(Records from a data collection)
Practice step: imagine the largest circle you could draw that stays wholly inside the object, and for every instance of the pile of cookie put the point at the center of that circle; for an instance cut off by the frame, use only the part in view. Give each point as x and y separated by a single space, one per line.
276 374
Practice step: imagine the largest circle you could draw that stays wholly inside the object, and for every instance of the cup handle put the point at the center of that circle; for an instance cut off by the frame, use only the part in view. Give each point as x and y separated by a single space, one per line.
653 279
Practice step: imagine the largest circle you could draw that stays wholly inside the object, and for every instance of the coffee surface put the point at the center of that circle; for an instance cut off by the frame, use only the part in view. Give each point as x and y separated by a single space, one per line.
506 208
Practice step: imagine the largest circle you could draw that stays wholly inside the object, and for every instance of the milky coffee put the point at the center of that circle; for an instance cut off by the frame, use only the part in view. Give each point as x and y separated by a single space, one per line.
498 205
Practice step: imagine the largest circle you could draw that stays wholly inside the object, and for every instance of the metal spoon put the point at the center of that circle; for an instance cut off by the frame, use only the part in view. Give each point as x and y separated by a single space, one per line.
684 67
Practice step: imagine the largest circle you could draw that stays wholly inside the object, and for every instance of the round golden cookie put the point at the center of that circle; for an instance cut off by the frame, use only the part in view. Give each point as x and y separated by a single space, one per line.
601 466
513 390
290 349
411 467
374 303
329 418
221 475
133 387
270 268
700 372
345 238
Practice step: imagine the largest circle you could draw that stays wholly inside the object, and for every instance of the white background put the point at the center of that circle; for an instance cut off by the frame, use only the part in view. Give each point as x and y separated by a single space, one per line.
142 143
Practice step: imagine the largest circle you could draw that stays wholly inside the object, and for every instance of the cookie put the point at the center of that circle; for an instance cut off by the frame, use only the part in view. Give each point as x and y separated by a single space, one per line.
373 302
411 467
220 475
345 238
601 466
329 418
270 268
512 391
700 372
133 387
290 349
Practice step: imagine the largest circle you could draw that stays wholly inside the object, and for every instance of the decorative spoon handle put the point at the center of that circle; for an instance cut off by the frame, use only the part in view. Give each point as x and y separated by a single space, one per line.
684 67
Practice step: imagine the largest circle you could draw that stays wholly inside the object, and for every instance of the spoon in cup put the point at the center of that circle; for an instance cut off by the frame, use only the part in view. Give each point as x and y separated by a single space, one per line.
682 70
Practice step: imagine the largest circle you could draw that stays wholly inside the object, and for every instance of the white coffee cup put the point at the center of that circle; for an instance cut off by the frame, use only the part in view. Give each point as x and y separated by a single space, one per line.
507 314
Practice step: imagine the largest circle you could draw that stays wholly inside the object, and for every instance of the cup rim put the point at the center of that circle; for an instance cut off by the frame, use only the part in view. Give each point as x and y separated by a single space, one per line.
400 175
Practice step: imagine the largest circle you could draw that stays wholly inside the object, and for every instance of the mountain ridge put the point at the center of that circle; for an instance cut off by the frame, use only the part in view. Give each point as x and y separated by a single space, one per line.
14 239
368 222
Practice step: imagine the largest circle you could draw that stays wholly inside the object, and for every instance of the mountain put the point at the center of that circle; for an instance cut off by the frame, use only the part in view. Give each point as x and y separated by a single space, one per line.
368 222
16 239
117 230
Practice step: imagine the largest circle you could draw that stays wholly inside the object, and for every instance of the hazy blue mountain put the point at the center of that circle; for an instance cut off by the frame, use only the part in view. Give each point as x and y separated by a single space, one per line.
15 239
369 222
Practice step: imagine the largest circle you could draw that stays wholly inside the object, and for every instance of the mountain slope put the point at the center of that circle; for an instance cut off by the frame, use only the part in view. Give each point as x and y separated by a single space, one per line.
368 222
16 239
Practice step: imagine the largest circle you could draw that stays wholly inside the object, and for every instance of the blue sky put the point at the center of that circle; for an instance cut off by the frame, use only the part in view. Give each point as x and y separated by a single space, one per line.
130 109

**ACTIVITY**
Down to the last character, restate every record.

**ANSWER SECTION**
Practice step: imagine the largest circle you could draw that stays wholly inside the object, and for every instance of the pile of cookie put the point at the center of that circle; for an instance cut off by the frame, use only the part in view. Give each point as x and y separated by a single space, one per line.
276 374
Practice step: imagine the largest circle you could draw that stays wholly inside the object, and for every instance of the cup handle put the point at the center of that circle; for an instance cut off by the frame, use only the part in view. Give each point as x and y separated by a single space, one per line.
653 279
Practice step: imagine the largest circle you could draw that stays wholly inside the object, and for every instance of the coffee surface put the point at the center of that circle; for an instance cut off by the frame, use only the part in view. Give each point as x and y separated by a single space, one per line.
506 208
Practice step: imagine the largest circle you could draw that stays wholly inside the object, and for every instance of the milky coffee put the point at the center of that circle; for an instance cut off by the frame, use only the part in view. Give each point as x and y separated by a single space, one per line.
498 205
Practice step: imagine the largest circle you could draw that stays wholly inside the object, and for every instance of the metal spoon put the point at the center of that circle; for an instance cut off by the frame, use only the part in view. Give each point as x and y separated by a single space, one per line.
684 67
Practice step: imagine the largest circle you could draw that stays wholly inside the object, and for every instance of the round golden cookie put the point at the center of that circle; for an instance cut off by the frame, use only the part in view. Give each point as x and y separated by a single space, one per line.
601 466
513 390
290 349
411 467
374 303
329 418
221 475
133 387
270 268
700 372
345 238
Practice step: imagine the largest circle you could draw that stays wholly inside the object, and for every instance of the white background put the point at the center of that circle; for an instance cut off by the frame, use only the part in view. Give each point as x and y separated by a single space, one per line.
142 143
Practice step: imagine the largest circle you could draw that stays wholly inside the object, and for every instance of the cookie put the point at the center of that circle; for an instance cut off by the frame, use only the part in view. Give each point as x and y separated by a single space, one per line.
373 302
411 467
220 475
345 238
601 466
329 418
270 268
512 391
700 372
133 387
290 349
Practice step: imagine the largest circle you could draw that stays wholly inside the object, and for every instance of the decorative spoon handle put the point at the center of that circle; for an instance cut off by the frame, use only the part in view. Give each point as x and y separated by a single space, one per line.
684 67
Practice step: imagine the largest circle you could draw that stays wholly inside the object, and for every instance of the spoon in cup put the point at the center of that circle; for an instance cut off by the frame, use only the part in view. Give each point as x and y separated by a single space, one per line.
682 70
Practice step: imagine the largest circle you could draw that stays wholly inside the object, and for every instance of the white coffee cup put the point at the center of that circle; for an instance cut off by the frame, use only the part in view. Give each point as x and y separated by a single space, one per line.
507 314
Practice step: imagine the largest circle you could draw that stays wholly inside the object, and for every instance of the cup rim put the point at the center of that circle; for an instance cut off by the frame, use only the part in view. Give each point as x and y separated by a single space, one per line.
400 175
Practice step: imagine the largest circle you could draw that stays wholly inside the object, and for every instance of the mountain ridge put the point at the center of that circle; for an instance cut off by the frame, use only the part in view. Give each point as x and y separated by a single space, one per line.
14 239
368 222
Practice step: imagine the largest circle you could draw that stays wholly inside the object, and for every instance of the mountain put the point at the center of that circle; for an instance cut off by the frame, use only the part in view. Give each point as x and y separated by a single space, one per line.
368 222
16 239
117 230
Practice step: imagine the largest circle you could draw that stays wholly inside the object, and for every instance of the hazy blue mountain put the point at the center of that circle; for an instance cut off by the frame, use only the part in view. Give each point as x and y separated by a single space, one per line.
15 239
369 222
Practice step: imagine the largest circle you could draw that stays wholly inside the object, and for every instance of the mountain slope put the point at the center of that circle; for an instance cut off by the frame, use only the part in view. Give each point as x and y separated by a single space, one per line.
368 222
16 239
Practice step: imagine the largest circle you could draw that stays wholly inside the object, and for every instance of the blue sky put the point at the center of that circle; for an instance cut off by the frame, use only the part in view. Give each point as x and y separated by a single space, one per line.
130 109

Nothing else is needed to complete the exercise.